[Dataset entries]
+ + +
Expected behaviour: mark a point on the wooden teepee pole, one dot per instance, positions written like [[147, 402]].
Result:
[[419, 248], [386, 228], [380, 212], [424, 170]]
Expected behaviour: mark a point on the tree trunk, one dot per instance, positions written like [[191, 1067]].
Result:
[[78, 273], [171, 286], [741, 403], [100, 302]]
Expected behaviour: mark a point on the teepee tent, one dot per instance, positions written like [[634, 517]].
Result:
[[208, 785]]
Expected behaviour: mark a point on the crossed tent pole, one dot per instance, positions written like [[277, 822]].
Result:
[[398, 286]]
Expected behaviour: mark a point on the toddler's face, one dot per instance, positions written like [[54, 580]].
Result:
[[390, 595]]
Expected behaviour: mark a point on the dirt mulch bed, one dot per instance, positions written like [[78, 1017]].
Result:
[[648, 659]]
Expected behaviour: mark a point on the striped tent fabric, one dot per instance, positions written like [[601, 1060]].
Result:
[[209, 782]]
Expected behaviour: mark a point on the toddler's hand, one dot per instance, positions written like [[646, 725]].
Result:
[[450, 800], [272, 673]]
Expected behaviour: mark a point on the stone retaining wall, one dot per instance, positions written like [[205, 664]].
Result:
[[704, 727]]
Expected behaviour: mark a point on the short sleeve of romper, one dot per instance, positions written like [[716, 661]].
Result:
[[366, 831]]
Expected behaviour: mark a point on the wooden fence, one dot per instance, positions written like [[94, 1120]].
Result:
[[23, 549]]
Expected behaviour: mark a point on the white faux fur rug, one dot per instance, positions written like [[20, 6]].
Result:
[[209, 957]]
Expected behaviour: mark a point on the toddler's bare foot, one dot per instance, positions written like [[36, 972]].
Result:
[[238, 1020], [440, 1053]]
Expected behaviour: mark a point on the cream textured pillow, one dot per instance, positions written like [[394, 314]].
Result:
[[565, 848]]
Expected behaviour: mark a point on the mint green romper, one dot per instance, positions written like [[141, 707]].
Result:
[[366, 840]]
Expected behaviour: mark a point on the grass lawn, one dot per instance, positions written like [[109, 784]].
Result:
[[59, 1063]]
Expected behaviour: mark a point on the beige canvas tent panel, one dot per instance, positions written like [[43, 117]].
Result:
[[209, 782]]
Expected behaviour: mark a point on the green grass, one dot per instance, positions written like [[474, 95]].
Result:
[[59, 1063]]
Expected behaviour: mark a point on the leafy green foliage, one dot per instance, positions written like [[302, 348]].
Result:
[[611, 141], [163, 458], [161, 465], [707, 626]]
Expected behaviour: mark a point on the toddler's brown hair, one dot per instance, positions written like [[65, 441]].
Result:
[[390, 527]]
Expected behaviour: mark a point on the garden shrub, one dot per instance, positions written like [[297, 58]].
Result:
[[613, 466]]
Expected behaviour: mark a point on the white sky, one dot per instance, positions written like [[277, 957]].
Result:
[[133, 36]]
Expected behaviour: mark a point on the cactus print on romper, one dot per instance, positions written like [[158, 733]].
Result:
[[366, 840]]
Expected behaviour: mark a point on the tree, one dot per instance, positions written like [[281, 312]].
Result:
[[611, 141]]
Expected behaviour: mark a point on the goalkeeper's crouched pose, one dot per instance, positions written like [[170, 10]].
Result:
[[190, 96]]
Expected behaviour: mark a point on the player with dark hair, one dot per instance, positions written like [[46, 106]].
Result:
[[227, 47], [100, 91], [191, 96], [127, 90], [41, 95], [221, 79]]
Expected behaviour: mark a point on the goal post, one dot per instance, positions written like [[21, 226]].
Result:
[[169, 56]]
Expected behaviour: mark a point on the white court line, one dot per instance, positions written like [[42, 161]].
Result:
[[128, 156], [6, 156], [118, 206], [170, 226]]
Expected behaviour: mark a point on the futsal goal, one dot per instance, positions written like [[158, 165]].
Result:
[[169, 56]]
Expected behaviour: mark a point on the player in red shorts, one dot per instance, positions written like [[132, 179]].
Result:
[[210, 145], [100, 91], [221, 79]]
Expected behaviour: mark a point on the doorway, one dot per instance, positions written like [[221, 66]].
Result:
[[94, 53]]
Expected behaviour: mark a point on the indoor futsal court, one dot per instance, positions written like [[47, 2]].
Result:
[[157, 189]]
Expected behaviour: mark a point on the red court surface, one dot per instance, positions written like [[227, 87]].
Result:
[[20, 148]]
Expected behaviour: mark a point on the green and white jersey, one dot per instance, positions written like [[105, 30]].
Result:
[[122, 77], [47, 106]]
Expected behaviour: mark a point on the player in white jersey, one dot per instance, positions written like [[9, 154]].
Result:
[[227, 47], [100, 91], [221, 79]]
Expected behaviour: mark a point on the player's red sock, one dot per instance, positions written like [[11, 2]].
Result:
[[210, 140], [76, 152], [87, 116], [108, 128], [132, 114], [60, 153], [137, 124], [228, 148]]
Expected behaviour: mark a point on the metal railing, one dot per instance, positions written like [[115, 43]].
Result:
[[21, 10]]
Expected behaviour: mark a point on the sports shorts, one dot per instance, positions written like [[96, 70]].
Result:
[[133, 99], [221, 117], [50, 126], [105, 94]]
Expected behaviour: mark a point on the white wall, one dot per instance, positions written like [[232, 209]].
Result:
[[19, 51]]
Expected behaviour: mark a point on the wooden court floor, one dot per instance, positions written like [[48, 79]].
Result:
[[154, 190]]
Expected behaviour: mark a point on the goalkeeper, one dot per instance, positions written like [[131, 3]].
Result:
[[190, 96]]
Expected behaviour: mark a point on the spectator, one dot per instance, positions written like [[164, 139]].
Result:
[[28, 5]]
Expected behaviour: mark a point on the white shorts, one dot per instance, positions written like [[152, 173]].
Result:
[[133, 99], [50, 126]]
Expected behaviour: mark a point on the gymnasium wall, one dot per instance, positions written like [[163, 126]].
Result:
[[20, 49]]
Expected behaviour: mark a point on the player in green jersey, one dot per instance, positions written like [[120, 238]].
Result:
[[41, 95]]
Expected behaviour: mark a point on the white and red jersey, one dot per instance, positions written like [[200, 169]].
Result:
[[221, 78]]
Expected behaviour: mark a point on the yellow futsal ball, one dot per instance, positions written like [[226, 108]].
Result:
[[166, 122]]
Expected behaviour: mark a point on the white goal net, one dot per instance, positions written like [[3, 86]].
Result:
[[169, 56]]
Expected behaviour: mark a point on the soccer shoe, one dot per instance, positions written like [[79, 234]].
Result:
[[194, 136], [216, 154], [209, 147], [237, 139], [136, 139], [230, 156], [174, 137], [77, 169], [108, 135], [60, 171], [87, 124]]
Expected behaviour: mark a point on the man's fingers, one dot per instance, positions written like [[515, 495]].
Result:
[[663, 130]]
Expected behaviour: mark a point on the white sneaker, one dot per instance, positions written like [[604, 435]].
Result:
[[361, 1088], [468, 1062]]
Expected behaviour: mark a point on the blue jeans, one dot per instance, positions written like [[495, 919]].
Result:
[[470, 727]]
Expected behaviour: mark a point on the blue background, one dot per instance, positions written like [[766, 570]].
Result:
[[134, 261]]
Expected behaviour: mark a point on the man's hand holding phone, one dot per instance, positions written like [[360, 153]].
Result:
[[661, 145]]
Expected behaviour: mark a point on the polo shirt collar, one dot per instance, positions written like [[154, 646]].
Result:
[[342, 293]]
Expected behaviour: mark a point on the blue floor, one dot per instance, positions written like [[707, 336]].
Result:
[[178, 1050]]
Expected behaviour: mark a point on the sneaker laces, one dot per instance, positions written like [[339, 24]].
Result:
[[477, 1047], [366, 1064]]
+ + +
● **Try it**: Out of the data above, return each line where the word "futsal" can be found.

● **Completed exercise**:
Expected behaviour: mark a point on the futsal goal, one dot per instance, positions written like [[158, 165]].
Expected behaviour: mark a point on the indoor futsal court, one dot per instance, positions written like [[47, 2]].
Expected behaviour: mark a point on the yellow futsal ball, one dot per instance, positions written like [[226, 108]].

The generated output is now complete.